+++ SOURCE MATERIAL

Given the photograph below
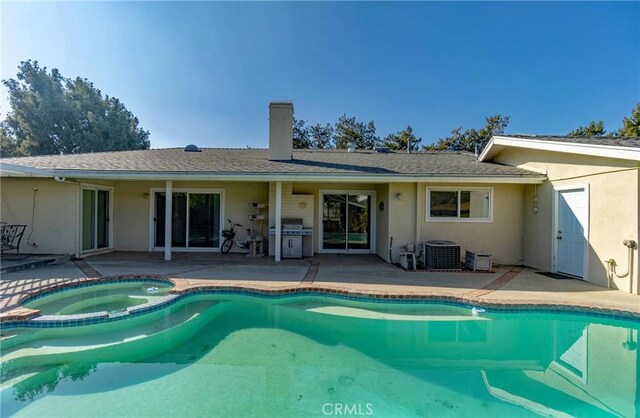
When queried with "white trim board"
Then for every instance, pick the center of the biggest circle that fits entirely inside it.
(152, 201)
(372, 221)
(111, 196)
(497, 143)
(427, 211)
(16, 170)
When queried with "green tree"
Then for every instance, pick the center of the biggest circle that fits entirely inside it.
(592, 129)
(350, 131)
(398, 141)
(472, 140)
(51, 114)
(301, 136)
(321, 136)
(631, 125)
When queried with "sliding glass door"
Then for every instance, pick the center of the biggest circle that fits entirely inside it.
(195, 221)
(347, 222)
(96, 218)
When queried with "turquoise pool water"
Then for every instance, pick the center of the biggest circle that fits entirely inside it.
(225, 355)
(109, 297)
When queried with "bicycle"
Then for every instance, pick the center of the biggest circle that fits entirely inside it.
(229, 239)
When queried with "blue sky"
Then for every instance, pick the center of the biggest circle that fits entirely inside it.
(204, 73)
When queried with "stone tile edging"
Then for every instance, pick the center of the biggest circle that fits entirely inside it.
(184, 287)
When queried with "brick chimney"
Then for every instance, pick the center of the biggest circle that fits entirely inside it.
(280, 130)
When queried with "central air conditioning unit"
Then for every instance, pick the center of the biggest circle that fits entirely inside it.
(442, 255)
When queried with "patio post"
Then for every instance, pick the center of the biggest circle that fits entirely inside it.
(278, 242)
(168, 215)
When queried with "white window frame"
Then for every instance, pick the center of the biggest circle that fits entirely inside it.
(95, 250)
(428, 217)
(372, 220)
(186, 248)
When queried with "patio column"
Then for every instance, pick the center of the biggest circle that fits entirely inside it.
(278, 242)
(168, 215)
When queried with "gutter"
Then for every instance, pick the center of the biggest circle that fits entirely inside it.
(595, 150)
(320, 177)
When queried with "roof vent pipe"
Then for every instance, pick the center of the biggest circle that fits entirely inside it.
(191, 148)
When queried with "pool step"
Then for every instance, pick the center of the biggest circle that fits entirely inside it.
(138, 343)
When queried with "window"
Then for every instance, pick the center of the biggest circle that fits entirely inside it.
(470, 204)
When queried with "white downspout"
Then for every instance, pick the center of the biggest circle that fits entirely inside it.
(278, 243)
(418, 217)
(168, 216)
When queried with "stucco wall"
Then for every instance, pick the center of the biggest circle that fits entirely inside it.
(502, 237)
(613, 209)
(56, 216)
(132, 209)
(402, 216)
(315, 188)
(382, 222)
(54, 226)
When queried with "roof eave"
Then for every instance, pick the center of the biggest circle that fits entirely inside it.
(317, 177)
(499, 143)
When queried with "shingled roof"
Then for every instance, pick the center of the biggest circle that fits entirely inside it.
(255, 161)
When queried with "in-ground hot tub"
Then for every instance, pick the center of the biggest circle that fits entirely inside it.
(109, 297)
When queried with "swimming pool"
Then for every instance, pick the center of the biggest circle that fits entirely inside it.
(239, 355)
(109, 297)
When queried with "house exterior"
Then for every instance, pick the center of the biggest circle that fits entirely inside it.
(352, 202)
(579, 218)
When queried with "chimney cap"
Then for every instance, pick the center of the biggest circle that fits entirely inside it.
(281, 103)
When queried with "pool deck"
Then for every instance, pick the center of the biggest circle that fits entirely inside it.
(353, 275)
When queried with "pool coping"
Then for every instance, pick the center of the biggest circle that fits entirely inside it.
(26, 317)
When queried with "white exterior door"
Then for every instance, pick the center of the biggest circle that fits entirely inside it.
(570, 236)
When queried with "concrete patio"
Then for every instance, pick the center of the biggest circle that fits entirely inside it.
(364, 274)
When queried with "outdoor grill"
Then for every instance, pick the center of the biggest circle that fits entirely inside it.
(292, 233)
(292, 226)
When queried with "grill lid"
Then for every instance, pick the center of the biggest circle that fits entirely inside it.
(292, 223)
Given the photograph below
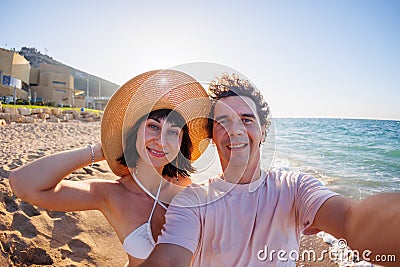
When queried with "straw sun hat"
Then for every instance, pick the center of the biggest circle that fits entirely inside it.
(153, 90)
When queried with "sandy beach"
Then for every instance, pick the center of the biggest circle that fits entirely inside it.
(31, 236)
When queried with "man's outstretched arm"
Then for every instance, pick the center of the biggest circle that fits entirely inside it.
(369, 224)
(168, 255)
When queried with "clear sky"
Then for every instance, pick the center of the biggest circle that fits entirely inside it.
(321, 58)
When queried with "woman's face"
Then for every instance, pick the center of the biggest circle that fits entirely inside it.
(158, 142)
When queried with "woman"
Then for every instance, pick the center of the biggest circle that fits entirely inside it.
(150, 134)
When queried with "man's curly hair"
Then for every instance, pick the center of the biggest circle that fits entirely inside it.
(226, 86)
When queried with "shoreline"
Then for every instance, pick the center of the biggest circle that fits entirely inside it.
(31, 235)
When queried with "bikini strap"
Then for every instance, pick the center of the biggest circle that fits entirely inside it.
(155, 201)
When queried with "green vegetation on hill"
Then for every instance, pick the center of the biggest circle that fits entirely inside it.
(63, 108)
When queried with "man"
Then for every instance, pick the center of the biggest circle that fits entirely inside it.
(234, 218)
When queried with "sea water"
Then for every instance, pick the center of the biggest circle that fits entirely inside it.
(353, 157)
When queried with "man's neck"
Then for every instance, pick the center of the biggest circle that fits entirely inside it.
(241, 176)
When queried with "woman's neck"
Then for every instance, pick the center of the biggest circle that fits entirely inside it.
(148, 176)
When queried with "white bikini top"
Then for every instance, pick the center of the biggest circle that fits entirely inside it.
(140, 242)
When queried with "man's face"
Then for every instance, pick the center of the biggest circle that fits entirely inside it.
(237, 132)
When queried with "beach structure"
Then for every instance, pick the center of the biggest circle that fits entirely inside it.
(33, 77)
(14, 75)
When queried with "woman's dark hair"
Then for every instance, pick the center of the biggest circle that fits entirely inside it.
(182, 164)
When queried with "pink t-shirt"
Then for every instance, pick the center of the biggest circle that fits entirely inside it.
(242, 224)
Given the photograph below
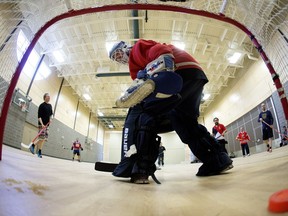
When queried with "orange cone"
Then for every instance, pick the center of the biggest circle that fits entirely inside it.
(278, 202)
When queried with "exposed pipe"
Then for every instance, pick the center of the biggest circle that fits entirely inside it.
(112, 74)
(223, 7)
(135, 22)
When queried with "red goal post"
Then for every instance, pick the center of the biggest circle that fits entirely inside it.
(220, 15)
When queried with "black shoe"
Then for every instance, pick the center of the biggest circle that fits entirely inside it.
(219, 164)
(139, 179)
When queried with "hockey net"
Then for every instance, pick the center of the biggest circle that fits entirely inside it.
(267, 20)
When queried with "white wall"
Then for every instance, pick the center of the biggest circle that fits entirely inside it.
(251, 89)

++++++
+++ SOURCE MATERIAL

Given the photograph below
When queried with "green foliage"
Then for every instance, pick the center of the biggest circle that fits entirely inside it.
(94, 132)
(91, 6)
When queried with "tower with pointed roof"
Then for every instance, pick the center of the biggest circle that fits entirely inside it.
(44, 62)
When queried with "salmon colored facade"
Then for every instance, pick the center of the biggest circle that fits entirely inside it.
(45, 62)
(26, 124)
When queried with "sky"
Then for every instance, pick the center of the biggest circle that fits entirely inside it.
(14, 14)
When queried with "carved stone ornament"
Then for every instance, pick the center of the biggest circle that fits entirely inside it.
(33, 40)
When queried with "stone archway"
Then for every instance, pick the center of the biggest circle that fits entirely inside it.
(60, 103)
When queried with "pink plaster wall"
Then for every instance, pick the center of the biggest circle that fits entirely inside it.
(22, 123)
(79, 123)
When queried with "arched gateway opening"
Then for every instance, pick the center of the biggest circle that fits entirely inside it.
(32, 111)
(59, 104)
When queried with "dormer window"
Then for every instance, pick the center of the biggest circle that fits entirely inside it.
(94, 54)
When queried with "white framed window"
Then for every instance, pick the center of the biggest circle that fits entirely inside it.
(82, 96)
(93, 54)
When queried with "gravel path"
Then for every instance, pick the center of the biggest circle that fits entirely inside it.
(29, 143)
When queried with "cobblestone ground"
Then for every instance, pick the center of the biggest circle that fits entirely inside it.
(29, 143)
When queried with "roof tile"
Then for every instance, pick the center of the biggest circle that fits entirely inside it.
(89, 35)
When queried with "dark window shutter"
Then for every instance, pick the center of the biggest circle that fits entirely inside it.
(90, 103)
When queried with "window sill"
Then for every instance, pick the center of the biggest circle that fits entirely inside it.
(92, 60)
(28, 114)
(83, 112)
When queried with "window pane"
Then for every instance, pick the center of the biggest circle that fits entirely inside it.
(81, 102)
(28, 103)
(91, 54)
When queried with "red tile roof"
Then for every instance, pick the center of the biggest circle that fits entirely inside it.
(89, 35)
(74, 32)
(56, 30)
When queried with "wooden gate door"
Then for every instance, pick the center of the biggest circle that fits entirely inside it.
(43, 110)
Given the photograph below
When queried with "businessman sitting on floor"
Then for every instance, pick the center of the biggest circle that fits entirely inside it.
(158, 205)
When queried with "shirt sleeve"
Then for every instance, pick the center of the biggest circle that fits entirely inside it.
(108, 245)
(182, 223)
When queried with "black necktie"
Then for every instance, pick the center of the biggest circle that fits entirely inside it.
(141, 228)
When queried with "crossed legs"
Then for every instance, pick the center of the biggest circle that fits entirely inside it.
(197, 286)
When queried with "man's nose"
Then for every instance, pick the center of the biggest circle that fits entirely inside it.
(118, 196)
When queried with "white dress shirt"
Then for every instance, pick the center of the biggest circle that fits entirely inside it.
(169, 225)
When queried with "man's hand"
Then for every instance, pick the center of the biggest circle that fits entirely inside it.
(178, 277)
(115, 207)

++++++

GOAL OF THE EXERCISE: Pick out every line in the records that contains the word "beach", and copy each one in full.

PROBLEM SOLUTION:
When queried with "sandy beach"
When queried with "beach structure"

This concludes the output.